TEXT PROVIDED:
It’s a longitudinal program put on by SCRUBS, which is an interest group that aims to provide mentorship for medical students who are interested in surgery. This initiative is supported by the Department of Surgery and provides students with networking and mentorship with faculty, research and technical skill development, opportunities to bond with fellow classmates and much more.

Does one have to declare that they want to go into Surgery before they can participate in Surgery Olympics?
No! The program typically occurs in the spring/summer of the scientific trunk (M1 year). For many medical students that stage is still too early to know what specialty one might apply into, with lots of soul searching and discovery ahead on the horizon.

This coveted trophy is sought after by Surgical Olympians from the med student to attending level each year.

This is a longitudinal program that lasts the entire summer and is intentionally offered to students after their first year. Students are divided in groups of three to four along with an M4 coach and an attending of a specific subspecialty who serve as mentors. In the past, there has been representation from General Surgery, Minimally Invasive Surgery, Pediatric Surgery, Vascular, Thoracic, Colorectal, Surgical Oncology, Plastics, Hepatobiliary and Advanced GI, Endocrine, Transplant, Urology and many more.

Students typically meet every two weeks over a 14-week period to keep on track with their project. At the very end of the program, students have an opportunity to present their work at the Department of Surgery Grand Rounds. In keeping with the name, there is also a final competition that serves as an opportunity for students to show off the knot tying, suturing and other technical skills they have learned. The winning team gets to take home the prized trophy along with its associated bragging rights.

Other than the fun and games listed above, there are presentations and talks throughout the program delivered by faculty or residents, which I personally found very helpful. Talks could be clinically based or even discuss health and wellness during residency. I also appreciated that the timeline afforded me opportunities to regularly check in with my teammates and mentors. It kept me grounded, focused and excited to keep pushing our project forward.

Michigan medical students learning technical skills that will help them prepare for the annual competition.

I felt compelled to share my reflections on Surgery Olympics because it has been one of the most helpful experiences in my medical school journey. I was placed on the Urology team as an M1, and now I will be applying into that very field. I was extremely fortunate enough to be connected with my mentor, Dr. Kate Kraft, through Surgery Olympics. She has been a constant source of guidance and support throughout my four years at Michigan. It would be hard to imagine my medical school experience without our regular check-in meetings and being able to share my highs and lows with her.

One of the incredible things about the faculty participation is just how excited they are to welcome students onto their research teams and to teach them more about their respective field. It’s important to note that faculty at Michigan Medicine view mentorship as a two-way street, and they gain just as much from mentoring students.

ENTRIES SUPPLIED:

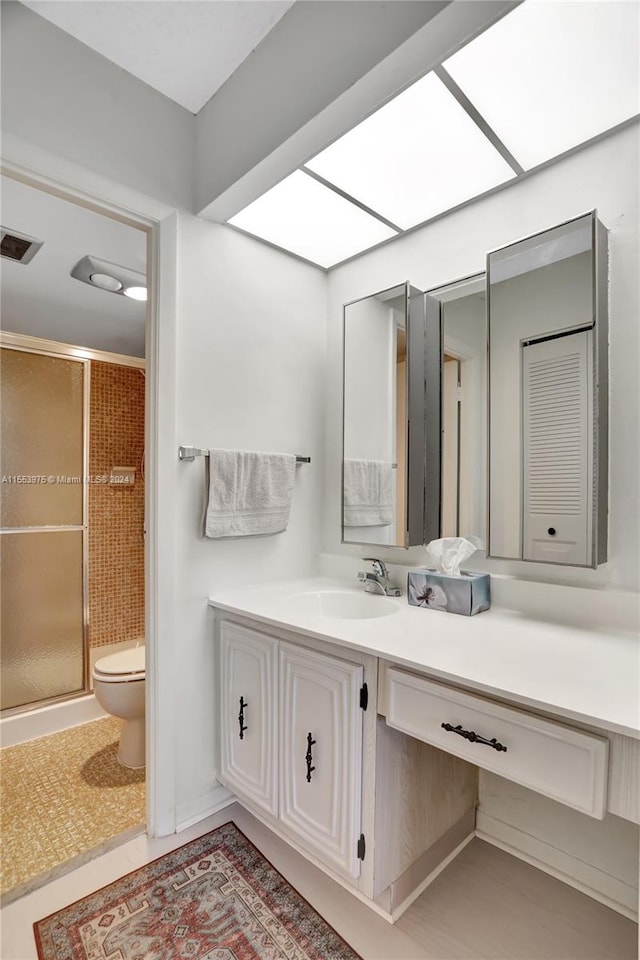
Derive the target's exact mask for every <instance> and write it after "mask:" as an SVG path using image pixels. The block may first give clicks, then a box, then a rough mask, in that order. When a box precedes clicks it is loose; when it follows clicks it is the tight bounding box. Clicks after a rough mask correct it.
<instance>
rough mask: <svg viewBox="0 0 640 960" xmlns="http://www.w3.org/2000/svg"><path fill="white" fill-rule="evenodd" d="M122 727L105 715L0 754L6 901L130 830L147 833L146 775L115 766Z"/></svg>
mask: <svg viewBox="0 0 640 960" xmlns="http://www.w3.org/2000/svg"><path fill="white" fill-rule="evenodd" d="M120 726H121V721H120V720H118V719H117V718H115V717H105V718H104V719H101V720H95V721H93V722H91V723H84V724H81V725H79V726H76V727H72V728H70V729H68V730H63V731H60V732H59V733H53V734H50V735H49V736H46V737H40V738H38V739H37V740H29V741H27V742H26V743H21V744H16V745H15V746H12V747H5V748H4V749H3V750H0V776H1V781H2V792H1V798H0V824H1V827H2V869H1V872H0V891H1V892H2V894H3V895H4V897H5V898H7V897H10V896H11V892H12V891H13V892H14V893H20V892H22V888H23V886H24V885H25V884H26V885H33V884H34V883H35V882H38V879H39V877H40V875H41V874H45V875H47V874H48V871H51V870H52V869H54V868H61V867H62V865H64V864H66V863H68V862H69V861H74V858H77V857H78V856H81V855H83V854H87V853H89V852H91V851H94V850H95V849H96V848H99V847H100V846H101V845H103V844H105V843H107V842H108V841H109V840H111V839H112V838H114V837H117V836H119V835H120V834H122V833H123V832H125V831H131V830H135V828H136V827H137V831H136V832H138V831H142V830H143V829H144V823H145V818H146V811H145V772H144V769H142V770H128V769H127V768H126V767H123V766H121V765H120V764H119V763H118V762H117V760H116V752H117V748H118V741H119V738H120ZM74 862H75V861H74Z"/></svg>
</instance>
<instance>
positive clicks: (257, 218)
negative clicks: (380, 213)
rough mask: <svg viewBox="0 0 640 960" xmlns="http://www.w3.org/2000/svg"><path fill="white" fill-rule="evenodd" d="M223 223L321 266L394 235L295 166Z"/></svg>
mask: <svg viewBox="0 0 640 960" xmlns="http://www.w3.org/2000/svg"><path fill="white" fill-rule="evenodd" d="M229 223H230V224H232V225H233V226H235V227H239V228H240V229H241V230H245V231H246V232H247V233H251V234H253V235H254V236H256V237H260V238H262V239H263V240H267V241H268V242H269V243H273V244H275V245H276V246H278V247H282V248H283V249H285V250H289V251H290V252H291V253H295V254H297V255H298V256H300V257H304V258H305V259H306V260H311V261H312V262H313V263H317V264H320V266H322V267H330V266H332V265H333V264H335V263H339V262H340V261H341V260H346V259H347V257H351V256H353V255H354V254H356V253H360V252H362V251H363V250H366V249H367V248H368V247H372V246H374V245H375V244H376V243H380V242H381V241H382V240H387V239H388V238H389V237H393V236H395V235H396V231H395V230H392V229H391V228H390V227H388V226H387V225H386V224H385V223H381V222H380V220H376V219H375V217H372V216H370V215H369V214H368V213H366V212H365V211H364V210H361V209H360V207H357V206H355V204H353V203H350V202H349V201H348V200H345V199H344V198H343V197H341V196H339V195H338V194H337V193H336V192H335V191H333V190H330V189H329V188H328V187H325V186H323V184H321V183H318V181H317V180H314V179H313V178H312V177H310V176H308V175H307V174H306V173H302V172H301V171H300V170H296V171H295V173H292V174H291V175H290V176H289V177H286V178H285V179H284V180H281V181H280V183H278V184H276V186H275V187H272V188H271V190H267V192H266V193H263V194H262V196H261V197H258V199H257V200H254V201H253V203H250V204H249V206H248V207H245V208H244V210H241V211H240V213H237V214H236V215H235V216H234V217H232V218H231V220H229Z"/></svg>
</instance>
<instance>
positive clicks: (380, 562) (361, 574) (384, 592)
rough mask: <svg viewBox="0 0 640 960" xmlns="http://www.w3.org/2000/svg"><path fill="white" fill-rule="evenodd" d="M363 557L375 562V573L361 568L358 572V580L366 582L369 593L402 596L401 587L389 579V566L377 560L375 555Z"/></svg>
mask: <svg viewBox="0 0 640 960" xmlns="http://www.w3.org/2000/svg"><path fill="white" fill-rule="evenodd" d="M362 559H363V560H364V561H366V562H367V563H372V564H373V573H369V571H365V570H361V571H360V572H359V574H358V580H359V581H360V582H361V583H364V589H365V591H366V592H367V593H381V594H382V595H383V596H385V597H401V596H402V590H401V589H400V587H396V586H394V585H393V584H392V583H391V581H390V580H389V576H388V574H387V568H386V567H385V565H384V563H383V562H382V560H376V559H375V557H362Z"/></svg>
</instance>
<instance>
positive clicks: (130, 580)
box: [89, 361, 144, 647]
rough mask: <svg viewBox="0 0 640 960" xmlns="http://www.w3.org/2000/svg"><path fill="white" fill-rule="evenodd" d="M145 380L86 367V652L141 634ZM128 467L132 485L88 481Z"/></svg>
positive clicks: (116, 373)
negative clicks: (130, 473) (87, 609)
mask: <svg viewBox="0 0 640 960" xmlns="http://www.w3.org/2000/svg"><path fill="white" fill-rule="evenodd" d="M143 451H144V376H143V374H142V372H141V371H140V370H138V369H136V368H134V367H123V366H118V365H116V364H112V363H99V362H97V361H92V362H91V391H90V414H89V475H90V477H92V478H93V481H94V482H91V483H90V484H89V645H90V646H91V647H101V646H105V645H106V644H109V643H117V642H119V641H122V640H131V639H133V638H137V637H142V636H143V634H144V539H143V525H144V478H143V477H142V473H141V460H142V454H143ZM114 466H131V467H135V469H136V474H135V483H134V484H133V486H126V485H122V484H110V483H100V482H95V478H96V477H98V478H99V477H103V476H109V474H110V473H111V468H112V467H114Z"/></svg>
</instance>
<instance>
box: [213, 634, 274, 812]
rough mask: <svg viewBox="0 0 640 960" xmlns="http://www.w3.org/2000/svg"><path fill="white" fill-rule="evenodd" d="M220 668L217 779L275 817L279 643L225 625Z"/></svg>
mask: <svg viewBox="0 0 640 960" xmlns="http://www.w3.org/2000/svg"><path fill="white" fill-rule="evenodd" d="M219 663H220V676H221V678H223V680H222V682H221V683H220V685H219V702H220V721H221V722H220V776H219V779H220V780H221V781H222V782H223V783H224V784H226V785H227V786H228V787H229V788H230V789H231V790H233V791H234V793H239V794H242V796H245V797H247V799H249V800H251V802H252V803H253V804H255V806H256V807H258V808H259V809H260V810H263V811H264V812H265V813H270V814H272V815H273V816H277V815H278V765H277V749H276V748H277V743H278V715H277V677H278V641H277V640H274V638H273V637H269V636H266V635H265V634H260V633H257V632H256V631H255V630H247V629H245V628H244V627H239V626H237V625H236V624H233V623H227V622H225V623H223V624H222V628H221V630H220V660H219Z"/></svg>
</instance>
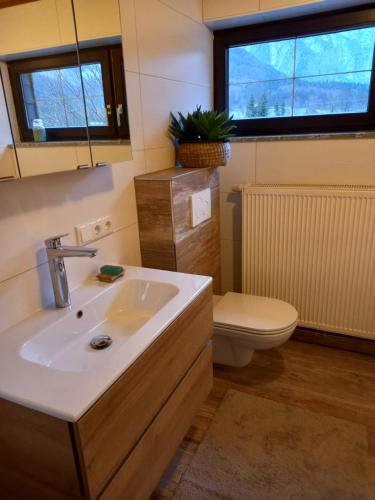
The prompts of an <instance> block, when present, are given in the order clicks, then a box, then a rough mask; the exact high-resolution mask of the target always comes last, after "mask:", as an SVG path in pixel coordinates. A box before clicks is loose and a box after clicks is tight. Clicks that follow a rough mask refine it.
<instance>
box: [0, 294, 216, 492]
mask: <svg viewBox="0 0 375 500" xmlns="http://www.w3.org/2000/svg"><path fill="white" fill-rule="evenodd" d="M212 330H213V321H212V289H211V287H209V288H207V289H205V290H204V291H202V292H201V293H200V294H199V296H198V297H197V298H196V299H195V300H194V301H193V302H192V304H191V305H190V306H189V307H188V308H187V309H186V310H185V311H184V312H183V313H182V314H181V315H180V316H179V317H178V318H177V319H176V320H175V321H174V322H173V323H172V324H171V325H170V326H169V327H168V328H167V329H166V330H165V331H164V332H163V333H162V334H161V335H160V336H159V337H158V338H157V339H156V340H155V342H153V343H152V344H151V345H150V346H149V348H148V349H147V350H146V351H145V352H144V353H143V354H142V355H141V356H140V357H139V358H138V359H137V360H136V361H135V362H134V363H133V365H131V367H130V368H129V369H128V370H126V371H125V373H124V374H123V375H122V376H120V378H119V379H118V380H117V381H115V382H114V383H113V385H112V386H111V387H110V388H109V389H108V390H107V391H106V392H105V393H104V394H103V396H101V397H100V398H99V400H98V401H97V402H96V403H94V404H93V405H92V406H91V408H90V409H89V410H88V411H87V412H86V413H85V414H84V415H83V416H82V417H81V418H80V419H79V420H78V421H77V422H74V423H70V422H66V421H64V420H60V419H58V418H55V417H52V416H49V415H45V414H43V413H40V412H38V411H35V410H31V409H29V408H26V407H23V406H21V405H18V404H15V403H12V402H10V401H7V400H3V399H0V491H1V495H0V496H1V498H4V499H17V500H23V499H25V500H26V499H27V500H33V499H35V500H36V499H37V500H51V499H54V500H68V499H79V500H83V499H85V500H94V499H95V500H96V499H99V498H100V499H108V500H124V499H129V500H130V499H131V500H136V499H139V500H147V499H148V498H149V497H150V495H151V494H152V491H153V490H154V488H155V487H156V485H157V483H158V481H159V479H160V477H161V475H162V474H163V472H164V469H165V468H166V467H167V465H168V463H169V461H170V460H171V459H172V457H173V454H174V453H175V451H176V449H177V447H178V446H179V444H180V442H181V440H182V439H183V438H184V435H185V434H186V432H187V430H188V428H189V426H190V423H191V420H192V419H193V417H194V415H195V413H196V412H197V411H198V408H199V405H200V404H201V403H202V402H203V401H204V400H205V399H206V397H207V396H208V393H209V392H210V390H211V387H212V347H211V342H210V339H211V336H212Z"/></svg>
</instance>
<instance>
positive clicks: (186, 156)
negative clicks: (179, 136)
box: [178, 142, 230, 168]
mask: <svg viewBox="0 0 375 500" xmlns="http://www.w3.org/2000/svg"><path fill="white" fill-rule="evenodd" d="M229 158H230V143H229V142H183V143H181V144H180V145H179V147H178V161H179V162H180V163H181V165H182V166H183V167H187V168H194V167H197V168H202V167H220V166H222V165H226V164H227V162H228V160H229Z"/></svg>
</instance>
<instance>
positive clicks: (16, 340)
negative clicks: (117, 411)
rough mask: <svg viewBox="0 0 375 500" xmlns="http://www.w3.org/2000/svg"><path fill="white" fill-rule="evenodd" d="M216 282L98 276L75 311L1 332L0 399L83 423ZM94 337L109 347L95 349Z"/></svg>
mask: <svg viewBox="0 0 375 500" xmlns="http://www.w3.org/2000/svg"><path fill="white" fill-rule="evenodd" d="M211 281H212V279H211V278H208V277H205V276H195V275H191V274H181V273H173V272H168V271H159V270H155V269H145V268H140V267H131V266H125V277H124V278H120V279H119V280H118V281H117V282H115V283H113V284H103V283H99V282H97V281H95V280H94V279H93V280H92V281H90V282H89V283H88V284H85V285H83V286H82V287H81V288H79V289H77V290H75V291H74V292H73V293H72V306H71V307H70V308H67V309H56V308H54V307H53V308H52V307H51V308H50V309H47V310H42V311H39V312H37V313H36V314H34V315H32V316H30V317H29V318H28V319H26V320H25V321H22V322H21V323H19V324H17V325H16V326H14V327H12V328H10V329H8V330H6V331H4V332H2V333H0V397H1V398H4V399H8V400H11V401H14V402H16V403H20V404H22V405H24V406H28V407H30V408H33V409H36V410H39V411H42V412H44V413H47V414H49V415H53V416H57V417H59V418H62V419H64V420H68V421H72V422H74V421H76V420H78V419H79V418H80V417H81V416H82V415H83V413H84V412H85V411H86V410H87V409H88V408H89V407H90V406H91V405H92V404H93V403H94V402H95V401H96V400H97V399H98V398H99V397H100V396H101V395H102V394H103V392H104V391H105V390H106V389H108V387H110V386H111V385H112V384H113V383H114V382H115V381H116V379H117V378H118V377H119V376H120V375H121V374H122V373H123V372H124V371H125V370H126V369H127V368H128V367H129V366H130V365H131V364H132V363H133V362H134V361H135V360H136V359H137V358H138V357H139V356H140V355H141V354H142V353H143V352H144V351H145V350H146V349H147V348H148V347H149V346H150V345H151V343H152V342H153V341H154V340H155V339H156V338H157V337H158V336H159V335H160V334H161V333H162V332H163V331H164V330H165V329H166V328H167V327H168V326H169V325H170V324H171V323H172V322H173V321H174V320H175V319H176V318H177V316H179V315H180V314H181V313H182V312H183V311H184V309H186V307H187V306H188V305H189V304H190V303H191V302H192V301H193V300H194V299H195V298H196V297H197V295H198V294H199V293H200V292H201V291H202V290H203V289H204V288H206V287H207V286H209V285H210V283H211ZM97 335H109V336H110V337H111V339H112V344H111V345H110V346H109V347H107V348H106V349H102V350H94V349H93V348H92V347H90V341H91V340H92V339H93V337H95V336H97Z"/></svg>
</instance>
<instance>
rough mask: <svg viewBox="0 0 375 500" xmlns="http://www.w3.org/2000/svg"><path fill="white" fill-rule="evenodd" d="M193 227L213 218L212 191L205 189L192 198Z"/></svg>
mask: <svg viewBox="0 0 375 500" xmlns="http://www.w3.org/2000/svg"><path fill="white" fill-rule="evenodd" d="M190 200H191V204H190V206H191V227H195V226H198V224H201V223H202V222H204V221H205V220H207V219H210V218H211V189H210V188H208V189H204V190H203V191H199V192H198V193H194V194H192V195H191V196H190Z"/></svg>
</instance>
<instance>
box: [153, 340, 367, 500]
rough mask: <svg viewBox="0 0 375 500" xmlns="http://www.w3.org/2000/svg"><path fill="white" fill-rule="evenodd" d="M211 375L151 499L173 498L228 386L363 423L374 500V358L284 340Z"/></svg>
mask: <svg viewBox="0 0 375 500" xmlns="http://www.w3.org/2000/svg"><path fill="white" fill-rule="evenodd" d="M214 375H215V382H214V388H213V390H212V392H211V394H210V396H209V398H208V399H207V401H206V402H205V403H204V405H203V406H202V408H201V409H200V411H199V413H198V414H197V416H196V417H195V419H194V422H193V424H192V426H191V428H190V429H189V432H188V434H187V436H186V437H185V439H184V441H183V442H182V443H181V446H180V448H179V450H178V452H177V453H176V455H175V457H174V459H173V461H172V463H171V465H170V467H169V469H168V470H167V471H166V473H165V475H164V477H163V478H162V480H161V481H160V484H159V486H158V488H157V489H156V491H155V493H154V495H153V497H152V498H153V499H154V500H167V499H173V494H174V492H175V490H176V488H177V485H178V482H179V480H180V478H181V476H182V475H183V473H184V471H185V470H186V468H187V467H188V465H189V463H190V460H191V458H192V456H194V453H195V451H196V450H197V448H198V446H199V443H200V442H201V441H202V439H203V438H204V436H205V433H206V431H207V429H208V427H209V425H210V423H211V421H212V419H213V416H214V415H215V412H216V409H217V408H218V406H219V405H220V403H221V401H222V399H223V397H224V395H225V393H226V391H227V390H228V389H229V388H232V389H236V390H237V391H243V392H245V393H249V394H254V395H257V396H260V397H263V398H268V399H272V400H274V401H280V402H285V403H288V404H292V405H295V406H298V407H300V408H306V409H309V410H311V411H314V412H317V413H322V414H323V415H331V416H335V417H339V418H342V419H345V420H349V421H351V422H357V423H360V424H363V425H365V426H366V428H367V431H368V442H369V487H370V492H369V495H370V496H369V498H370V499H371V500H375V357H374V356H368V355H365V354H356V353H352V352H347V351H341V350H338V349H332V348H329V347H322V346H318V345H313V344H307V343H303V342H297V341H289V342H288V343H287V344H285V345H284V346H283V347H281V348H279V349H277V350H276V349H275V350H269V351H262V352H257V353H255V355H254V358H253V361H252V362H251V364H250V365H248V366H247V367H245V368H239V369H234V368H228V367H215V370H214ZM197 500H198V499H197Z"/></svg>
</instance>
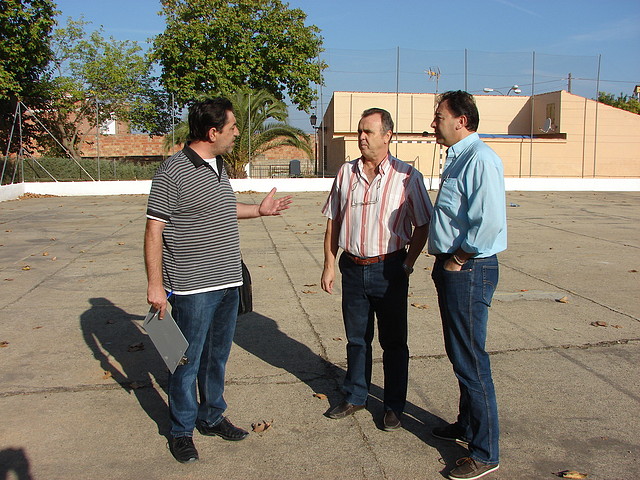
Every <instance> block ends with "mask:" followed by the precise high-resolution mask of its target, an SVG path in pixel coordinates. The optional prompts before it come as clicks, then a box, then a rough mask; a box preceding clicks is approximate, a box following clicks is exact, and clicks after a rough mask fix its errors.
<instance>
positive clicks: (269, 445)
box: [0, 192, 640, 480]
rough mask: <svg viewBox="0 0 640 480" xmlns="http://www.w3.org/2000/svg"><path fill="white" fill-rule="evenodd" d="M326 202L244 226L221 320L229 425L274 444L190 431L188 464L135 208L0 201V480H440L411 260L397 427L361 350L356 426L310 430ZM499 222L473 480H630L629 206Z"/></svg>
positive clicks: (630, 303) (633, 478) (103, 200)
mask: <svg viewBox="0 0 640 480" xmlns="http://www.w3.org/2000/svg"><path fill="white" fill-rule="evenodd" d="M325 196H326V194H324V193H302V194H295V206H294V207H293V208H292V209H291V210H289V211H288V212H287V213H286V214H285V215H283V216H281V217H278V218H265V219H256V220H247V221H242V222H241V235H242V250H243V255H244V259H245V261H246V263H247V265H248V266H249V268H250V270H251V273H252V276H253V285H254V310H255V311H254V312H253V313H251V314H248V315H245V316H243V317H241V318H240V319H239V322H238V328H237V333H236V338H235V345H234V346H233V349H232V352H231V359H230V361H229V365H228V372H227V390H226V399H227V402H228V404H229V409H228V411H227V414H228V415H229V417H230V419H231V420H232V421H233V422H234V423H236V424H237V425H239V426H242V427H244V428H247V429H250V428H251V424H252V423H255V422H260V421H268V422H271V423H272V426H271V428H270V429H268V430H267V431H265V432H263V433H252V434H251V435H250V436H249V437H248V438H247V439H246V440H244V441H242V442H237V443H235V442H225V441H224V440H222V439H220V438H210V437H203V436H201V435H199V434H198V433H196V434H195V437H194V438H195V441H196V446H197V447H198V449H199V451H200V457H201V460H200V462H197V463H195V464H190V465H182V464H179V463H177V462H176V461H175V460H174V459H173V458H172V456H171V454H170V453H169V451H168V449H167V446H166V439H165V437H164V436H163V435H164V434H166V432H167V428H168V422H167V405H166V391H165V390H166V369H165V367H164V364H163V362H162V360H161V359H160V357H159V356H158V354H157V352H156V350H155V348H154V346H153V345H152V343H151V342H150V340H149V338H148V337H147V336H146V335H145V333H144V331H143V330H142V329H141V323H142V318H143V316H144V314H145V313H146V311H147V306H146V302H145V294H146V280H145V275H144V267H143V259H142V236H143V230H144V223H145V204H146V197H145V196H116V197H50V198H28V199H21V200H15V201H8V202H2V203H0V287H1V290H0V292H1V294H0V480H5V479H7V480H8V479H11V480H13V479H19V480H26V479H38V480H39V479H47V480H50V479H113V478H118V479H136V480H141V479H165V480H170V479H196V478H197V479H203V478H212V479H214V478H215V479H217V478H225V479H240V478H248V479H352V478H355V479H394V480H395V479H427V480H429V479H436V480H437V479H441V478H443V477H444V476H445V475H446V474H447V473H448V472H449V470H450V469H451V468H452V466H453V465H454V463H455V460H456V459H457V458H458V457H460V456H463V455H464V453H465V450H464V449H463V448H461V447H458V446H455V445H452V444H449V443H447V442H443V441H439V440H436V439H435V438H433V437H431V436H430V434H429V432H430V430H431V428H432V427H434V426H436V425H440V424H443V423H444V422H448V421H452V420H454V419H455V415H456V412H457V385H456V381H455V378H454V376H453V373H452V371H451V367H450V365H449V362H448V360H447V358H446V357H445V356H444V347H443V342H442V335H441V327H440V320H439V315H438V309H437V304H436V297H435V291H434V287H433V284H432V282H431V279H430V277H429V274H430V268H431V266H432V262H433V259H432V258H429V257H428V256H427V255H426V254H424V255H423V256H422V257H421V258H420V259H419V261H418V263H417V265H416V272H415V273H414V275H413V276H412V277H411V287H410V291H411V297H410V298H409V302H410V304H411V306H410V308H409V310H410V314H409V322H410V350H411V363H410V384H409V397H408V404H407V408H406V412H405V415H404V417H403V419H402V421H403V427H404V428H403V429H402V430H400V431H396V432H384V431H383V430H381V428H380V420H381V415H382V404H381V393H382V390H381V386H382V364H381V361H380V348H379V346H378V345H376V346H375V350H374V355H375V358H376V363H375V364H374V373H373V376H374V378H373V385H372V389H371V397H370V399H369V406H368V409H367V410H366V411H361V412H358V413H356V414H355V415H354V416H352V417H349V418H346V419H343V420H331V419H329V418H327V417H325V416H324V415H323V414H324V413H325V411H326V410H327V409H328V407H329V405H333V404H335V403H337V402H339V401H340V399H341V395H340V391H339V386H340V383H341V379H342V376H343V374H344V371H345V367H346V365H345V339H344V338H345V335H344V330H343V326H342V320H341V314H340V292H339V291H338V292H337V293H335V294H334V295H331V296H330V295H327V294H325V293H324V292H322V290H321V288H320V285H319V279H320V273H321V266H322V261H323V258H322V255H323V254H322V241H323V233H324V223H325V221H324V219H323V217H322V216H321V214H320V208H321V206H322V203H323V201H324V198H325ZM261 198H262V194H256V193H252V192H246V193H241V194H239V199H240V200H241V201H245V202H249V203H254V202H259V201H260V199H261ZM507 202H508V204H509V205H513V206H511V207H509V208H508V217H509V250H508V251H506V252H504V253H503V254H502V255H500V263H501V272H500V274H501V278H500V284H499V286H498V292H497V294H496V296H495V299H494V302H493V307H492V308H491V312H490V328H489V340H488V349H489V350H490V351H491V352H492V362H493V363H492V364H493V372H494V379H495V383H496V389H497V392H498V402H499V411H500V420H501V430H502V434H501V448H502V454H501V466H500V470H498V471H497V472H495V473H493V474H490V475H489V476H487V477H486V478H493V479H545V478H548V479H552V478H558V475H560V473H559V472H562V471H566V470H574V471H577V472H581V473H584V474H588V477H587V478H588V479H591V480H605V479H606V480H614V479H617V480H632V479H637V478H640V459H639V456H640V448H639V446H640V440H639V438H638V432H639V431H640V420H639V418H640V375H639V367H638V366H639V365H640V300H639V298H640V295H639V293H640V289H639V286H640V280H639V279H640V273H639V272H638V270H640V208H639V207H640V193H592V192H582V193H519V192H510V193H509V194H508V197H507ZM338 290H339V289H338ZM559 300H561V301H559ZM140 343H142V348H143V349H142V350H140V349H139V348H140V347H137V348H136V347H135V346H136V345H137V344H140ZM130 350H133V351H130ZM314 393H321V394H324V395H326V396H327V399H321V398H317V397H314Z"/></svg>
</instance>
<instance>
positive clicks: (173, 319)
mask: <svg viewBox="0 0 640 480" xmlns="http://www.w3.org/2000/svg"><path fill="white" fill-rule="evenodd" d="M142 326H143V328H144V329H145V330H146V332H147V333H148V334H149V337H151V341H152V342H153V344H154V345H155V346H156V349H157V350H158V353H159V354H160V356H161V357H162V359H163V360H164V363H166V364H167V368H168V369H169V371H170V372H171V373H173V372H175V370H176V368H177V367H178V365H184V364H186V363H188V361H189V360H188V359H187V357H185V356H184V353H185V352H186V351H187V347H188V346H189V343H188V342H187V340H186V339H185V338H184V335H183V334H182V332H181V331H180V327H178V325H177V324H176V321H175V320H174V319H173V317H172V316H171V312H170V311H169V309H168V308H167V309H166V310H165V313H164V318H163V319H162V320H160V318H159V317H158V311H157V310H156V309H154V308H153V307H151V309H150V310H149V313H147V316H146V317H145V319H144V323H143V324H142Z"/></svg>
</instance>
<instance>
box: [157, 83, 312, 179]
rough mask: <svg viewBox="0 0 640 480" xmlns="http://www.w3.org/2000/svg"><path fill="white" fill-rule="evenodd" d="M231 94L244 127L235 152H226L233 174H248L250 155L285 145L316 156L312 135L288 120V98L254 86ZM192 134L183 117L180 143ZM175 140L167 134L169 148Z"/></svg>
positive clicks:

PROBLEM DESCRIPTION:
Continue the piece about the Surgery Olympics mentorship program, picking up right after its final sentence.

RESPONSE AREA:
“Surgery Olympics provides a chance for surgical faculty to introduce students to their specialty early in medical school, creating an enriching mentorship opportunity. We’ve been extremely fortunate to have a number of Surgery Olympics students pursue urology as a career – and urology is much better for having them in the field!” – Dr. Kate Kraft

In fact, I think the commitment to mentorship that faculty at Michigan Medicine demonstrate is something that sets this institution apart from all the rest. No matter what field your interests lead you toward, Michigan Medicine is composed of so many powerhouse leaders who want to help you discover your path to your future career in medicine. It can be daunting to make such a big decision, but it is one that we all have to make, and the support along the way has been invaluable. For this reason alone, I am so thankful I took part in Surgery Olympics. As I’ve shared above, the faculty at this incredible institution are so passionate; but don’t just take my word for it, read more from them:

“Surgery Olympics is one of my favorite annual events. It’s the first interaction many of our M1 students will ever have with a surgical faculty. This offers a unique opportunity to not only teach a couple of technical skills and work collectively on a research project, but more importantly a chance to debunk some of the circulating myths about surgeons. It’s a chance to share our own ‘origin stories’ and what fuels our passions, in hopes that it would inspire a young student as they begin their own journey. In return, I am constantly awed by the creative solutions my students come up with to sometimes challenging problems and how they push me to higher levels of empathy and social justice. I’m a better surgeon because of the work I get to do with my students!” – Dr. Gifty Kwakye

Dr. Kwakye is our very own clerkship director for the M2 Surgery and Applied Sciences rotation. Her work and dedication to medical student education speaks for itself, and her passion and positive demeanor inspires students to learn more about the incredible field of surgery. I have early memories of my surgery rotation where I was initially nervous about learning in the OR environment; however, after routinely bumping into Dr. Kwakye in the pre-op area and exchanging a friendly wave or a brief conversation about our days, I felt ready to take on the day’s cases.

In reflecting on my Surgery Olympics experience, I interviewed the Department Chair of Surgery, Dr. Justin Dimick. I asked him what he thinks the importance of this program has on a student’s education and trajectory:

“Academic surgery is about using the scientific process to improve our profession. At Michigan, we strive to pursue a diverse portfolio of scientific discovery, including basic science, education, clinical trials, health systems, organizational culture, and more. The SCRUBS program is intentionally designed to involve medical students in conducting research in one of these areas. For students, this will allow them to start to envision their own career trajectory in academic surgery, where they craft a path to being excellent clinicians and also begin to think about how they might pursue scientific discovery to improve the field of surgery in some way.” – Dr. Justin Dimick

These events also help students hone skills that will prepare them for their surgery, OBGYN, EM and other rotations.

I believe this answer reiterates to just how committed the faculty are in improving the outcomes of medical students as they discover their own path to becoming the best physician they can be.

How can one learn more about SCRUBS?
If you are interested in learning more about SCRUBS and the other opportunities offered by the program, please consider following SCRUBS on Twitter, visiting the homepage or contacting the leadership team by email.

Current SCRUBS Leadership:
Class of 2023: Cameron Harter, Aurelie Tran, Davis Argersinger, Lauren Hoff
Class of 2024: Ally Grossman, Tianyi Wang
Class of 2025: Kailyn Koh, Emily Roney
SCRUBS Directors: Dr. Paige Meyers, Dr. Seth Waits

Connect with faculty on Twitter: Dr. Kate Kraft, Dr. Gifty Kwakye and Dr. Justin Dimick.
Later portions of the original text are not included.